◆ Required work
Transcribe word for word the lines below from the line with "Target: blueberry" through the line with "Target: folded cloth", ends included.

◆ Listed entries

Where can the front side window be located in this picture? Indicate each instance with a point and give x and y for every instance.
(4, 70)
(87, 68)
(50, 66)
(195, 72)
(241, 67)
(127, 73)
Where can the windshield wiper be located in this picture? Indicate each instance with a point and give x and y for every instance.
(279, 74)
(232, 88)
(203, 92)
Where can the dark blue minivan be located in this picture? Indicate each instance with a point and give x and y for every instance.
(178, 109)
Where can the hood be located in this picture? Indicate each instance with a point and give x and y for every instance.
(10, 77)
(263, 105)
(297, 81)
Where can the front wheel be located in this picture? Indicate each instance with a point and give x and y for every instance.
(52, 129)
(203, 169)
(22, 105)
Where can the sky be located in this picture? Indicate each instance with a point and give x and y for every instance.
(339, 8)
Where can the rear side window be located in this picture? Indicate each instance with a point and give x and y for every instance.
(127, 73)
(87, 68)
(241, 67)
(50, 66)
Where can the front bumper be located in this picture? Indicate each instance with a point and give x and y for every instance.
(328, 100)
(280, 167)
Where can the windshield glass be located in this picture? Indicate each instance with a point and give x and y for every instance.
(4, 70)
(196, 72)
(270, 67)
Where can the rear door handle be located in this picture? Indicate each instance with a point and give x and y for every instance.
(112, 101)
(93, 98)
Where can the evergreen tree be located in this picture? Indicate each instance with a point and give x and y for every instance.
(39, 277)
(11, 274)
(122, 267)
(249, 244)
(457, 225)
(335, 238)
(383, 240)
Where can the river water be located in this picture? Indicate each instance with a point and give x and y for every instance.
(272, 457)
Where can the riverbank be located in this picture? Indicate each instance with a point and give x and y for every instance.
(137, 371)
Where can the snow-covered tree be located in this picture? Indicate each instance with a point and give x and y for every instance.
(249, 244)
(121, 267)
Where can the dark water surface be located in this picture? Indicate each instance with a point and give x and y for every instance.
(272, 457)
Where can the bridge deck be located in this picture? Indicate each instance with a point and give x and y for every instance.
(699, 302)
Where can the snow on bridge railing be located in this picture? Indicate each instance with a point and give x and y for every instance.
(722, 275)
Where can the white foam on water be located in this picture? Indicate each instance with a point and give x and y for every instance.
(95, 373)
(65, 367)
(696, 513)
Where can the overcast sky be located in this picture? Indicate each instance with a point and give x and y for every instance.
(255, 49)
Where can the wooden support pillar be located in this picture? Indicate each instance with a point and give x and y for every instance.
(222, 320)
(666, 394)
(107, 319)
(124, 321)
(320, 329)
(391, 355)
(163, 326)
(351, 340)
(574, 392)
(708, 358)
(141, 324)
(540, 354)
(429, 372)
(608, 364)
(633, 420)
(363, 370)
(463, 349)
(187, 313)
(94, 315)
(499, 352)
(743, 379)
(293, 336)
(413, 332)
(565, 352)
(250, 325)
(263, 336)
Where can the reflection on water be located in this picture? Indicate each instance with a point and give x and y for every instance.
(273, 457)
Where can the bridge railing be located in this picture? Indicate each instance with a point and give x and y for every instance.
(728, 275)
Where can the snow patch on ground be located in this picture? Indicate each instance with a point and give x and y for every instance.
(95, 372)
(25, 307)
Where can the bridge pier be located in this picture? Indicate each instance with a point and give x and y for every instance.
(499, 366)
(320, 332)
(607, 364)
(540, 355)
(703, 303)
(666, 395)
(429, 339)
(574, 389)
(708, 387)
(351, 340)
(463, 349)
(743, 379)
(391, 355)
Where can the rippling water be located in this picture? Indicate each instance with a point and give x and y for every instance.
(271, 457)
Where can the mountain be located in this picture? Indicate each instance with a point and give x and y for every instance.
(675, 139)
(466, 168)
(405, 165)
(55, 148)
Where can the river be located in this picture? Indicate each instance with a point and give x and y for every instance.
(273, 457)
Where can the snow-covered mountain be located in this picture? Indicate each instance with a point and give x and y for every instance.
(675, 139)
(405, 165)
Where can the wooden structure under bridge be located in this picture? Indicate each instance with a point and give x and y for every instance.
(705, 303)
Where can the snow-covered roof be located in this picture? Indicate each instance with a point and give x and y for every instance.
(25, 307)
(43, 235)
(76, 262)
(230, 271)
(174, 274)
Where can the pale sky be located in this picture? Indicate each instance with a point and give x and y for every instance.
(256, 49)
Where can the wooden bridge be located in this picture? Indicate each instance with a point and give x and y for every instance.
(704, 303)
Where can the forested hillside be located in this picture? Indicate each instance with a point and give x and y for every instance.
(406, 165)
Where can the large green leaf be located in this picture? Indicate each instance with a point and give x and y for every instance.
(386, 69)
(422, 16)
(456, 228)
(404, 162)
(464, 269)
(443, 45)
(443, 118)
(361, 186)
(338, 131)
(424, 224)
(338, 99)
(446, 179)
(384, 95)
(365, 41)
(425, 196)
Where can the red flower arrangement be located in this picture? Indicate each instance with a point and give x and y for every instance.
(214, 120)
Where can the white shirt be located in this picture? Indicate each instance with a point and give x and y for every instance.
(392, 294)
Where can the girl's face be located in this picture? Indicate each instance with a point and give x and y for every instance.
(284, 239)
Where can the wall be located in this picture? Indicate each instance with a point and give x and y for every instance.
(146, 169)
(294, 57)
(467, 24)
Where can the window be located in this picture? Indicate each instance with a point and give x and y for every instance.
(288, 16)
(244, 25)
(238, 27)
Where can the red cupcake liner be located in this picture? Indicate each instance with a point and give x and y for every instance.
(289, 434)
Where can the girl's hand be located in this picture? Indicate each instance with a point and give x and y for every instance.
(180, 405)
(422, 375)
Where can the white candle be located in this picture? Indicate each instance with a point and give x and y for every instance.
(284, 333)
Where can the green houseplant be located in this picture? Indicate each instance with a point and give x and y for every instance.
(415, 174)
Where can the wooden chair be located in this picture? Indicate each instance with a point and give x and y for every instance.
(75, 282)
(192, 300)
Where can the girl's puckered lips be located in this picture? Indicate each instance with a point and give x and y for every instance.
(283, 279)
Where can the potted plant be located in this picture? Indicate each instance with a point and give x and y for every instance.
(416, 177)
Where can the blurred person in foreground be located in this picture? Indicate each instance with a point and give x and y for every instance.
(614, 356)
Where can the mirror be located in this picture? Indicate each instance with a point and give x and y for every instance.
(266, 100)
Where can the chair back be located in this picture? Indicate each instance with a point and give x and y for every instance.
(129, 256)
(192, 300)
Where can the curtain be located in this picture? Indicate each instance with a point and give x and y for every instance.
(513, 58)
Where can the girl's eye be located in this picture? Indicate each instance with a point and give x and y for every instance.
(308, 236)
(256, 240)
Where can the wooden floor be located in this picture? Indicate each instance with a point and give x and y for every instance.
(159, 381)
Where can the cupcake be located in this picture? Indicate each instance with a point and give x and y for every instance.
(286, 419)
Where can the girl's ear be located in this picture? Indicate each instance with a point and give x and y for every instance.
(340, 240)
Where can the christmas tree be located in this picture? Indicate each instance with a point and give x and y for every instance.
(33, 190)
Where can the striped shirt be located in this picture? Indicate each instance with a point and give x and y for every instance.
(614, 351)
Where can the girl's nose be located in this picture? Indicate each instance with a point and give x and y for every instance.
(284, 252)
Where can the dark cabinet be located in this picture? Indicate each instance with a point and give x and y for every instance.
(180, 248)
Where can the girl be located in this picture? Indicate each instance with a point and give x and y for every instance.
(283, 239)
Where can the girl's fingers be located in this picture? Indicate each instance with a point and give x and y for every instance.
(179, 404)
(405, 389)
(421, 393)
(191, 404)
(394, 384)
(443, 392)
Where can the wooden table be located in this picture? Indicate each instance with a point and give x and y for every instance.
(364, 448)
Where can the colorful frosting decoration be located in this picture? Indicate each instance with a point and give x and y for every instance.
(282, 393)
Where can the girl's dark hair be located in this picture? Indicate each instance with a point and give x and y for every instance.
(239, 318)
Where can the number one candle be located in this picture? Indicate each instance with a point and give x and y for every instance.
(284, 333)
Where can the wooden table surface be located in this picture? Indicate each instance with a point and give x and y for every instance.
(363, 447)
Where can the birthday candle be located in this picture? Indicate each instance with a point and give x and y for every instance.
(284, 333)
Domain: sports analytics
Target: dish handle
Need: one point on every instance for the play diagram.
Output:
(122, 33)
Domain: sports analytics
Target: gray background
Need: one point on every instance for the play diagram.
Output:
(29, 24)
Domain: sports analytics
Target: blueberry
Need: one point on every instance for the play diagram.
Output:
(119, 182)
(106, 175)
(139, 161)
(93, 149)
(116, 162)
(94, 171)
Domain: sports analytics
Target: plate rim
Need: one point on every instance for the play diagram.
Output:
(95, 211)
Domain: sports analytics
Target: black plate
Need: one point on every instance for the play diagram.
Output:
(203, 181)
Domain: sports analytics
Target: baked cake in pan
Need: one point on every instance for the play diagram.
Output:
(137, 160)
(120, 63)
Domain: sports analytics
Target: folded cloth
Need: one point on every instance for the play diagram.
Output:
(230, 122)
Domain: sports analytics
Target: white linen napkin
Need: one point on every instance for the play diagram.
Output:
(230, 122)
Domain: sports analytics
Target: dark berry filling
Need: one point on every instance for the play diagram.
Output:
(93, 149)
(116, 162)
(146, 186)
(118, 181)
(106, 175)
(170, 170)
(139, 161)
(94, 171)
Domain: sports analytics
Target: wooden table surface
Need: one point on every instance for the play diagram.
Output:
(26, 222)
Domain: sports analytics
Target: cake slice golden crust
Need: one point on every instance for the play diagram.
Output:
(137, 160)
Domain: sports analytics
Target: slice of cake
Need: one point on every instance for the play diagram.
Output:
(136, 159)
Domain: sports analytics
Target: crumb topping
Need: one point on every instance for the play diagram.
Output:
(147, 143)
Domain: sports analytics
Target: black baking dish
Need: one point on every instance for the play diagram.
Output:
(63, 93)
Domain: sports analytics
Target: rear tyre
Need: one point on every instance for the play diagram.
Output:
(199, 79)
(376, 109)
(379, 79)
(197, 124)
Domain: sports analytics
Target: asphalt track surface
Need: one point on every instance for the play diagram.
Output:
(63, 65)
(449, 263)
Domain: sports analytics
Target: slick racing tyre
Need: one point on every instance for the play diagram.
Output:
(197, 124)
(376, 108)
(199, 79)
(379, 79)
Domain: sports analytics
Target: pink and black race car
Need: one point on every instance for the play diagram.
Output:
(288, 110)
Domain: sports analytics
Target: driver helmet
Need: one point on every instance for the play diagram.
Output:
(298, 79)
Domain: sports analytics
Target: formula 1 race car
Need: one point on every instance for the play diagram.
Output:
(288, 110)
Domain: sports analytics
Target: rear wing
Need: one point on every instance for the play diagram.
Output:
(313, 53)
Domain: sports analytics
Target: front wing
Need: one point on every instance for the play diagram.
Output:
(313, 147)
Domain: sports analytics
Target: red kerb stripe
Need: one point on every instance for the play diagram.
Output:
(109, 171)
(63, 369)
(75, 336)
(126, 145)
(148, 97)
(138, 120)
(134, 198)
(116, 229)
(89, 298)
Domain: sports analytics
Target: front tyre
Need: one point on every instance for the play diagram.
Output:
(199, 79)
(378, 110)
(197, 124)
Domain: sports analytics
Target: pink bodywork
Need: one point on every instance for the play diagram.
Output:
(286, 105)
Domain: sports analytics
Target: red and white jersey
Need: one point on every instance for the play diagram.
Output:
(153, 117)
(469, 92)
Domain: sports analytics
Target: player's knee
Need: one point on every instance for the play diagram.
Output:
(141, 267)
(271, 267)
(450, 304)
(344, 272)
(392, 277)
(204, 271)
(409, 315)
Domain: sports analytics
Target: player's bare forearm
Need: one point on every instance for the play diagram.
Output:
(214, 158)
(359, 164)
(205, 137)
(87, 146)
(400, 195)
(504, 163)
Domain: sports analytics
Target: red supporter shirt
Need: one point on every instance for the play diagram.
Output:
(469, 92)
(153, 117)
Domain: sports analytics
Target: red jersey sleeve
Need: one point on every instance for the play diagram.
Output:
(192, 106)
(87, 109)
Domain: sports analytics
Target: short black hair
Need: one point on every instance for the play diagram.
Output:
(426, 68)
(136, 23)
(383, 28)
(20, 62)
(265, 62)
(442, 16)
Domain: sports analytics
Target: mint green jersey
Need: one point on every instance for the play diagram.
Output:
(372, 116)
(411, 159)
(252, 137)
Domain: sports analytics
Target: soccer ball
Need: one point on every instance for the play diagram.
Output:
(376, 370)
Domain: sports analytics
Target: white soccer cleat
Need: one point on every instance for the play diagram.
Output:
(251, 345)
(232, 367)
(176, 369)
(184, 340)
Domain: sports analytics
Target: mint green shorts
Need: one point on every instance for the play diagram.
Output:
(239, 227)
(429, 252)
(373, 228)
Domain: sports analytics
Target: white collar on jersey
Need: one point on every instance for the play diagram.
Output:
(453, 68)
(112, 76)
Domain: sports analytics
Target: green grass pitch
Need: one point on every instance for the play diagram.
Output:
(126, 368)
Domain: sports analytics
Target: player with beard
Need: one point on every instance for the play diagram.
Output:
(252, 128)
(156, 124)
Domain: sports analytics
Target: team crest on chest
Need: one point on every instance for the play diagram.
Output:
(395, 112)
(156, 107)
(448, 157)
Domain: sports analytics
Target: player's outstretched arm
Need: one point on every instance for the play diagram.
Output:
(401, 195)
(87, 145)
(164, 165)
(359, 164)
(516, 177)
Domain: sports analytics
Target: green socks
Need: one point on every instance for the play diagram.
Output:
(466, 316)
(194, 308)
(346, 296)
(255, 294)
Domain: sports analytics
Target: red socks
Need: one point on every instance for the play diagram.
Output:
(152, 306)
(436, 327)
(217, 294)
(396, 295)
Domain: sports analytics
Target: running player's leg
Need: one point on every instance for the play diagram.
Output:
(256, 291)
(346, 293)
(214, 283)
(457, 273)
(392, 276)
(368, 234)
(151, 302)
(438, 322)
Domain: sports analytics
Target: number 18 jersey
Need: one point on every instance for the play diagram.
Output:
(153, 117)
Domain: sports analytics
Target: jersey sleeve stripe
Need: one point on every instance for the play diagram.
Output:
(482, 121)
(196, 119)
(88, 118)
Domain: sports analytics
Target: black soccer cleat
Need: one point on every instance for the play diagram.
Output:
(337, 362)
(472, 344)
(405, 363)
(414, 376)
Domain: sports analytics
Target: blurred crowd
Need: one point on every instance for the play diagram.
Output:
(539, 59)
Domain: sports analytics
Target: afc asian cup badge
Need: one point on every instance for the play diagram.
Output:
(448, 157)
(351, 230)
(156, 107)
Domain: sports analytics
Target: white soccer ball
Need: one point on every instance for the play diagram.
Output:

◆ Result of this task
Target: blueberry
Need: one point on every instance for the play diagram.
Output:
(119, 182)
(106, 175)
(139, 161)
(93, 149)
(116, 162)
(94, 171)
Domain: sports analytics
Target: plate rim
Need: one point on every instance for the play diagram.
Output:
(95, 211)
Domain: sports analytics
Target: black plate
Need: one point on every instance for the play diagram.
Output:
(203, 181)
Domain: sports analytics
Target: baked cake in pan
Need: one point on every instance for the play diagram.
Output:
(137, 160)
(120, 63)
Domain: sports analytics
Target: folded cloth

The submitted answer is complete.